▸ **Passage retenu**
6. Par une ordonnance en date du 4 août 2023, la présidente de la Cour internationale de Justice a prorogé jusqu’au 22 janvier 2024 le délai dans lequel tous les exposés écrits sur les questions pourraient être présentés à la Cour conformément au paragraphe 2 de l’article 66 du Statut ; a prorogé jusqu’au 22 avril 2024 le délai dans lequel les États ou organisations qui auraient présenté un exposé écrit pourraient présenter des observations écrites sur les autres exposés écrits conformément au paragraphe 4 de l’article 66 du Statut ; et a réservé la suite de la procédure.
7. Enfin, par une ordonnance en date du 15 décembre 2023, la présidente de la Cour internationale de Justice a prorogé jusqu’au 22 mars 2024 le délai dans lequel tous les exposés écrits sur les questions pourraient être présentés à la Cour conformément au paragraphe 2 de l’article 66 du Statut ; a prorogé jusqu’au 24 juin 2024 le délai dans lequel les États ou organisations qui auraient présenté un exposé écrit pourraient présenter des observations écrites sur les autres exposés écrits conformément au paragraphe 4 de l’article 66 du Statut ; et a réservé la suite de la procédure.
8. Le présent exposé écrit constitue la contribution de la République argentine (ci-après, l’« Argentine ») à l’examen de la Cour en la présente procédure consultative, sans préjudice des observations qu’elle pourrait présenter ultérieurement conformément au paragraphe 4 de l’article 66 du Statut ou au cours de la procédure orale.

▸ **Liste à traiter**
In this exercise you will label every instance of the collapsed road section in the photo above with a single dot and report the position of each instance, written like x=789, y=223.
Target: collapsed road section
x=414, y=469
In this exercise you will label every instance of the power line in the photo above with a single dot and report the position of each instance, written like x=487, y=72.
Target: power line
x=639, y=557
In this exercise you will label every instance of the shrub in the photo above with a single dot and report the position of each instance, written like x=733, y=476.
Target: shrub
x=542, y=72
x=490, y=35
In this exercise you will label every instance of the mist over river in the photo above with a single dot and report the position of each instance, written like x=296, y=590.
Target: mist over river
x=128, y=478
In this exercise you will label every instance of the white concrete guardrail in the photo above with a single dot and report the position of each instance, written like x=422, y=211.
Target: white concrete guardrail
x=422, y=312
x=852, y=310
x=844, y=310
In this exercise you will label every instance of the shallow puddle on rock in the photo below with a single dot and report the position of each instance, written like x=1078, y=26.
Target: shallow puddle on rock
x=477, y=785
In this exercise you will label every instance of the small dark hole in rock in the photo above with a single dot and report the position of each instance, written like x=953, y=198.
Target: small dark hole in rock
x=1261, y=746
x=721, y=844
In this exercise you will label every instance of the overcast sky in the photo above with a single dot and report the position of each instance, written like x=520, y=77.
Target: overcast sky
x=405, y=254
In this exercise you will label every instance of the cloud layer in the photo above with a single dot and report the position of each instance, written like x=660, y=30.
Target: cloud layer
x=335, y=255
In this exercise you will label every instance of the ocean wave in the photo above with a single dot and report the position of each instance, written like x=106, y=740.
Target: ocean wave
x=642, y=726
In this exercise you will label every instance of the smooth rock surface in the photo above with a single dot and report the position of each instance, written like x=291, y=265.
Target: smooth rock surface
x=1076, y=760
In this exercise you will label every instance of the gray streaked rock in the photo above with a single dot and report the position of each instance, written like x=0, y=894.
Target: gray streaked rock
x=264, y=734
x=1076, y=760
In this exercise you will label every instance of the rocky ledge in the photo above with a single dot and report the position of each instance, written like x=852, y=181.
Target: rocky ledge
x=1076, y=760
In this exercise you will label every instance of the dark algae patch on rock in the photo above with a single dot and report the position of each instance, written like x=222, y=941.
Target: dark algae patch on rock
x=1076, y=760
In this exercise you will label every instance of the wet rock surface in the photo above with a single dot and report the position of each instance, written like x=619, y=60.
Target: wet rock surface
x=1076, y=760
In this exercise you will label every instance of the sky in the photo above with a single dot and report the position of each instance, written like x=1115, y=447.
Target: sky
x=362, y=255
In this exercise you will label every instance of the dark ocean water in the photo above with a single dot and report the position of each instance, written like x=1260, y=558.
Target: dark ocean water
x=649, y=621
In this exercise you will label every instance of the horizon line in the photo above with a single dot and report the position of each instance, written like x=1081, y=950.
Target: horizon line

▸ **Consigne 1**
Recopiez intégralement le passage retenu.
▸ **Consigne 2**
Reproduisez mot pour mot la partie de la liste qui va de la ligne contenant « In this exercise you will label every instance of the small » jusqu'à la ligne contenant « x=335, y=255 », ces deux lignes incluses, et rien d'autre.

▸ **Réponse attendue 1**
6. Par une ordonnance en date du 4 août 2023, la présidente de la Cour internationale de Justice a prorogé jusqu’au 22 janvier 2024 le délai dans lequel tous les exposés écrits sur les questions pourraient être présentés à la Cour conformément au paragraphe 2 de l’article 66 du Statut ; a prorogé jusqu’au 22 avril 2024 le délai dans lequel les États ou organisations qui auraient présenté un exposé écrit pourraient présenter des observations écrites sur les autres exposés écrits conformément au paragraphe 4 de l’article 66 du Statut ; et a réservé la suite de la procédure.
7. Enfin, par une ordonnance en date du 15 décembre 2023, la présidente de la Cour internationale de Justice a prorogé jusqu’au 22 mars 2024 le délai dans lequel tous les exposés écrits sur les questions pourraient être présentés à la Cour conformément au paragraphe 2 de l’article 66 du Statut ; a prorogé jusqu’au 24 juin 2024 le délai dans lequel les États ou organisations qui auraient présenté un exposé écrit pourraient présenter des observations écrites sur les autres exposés écrits conformément au paragraphe 4 de l’article 66 du Statut ; et a réservé la suite de la procédure.
8. Le présent exposé écrit constitue la contribution de la République argentine (ci-après, l’« Argentine ») à l’examen de la Cour en la présente procédure consultative, sans préjudice des observations qu’elle pourrait présenter ultérieurement conformément au paragraphe 4 de l’article 66 du Statut ou au cours de la procédure orale.

▸ **Réponse attendue 2**
In this exercise you will label every instance of the small dark hole in rock in the photo above with a single dot and report the position of each instance, written like x=953, y=198.
Target: small dark hole in rock
x=1261, y=746
x=721, y=844
In this exercise you will label every instance of the overcast sky in the photo above with a single dot and report the position of each instance, written like x=520, y=77.
Target: overcast sky
x=405, y=254
In this exercise you will label every instance of the cloud layer in the photo above with a single dot and report the position of each instance, written like x=660, y=30.
Target: cloud layer
x=335, y=255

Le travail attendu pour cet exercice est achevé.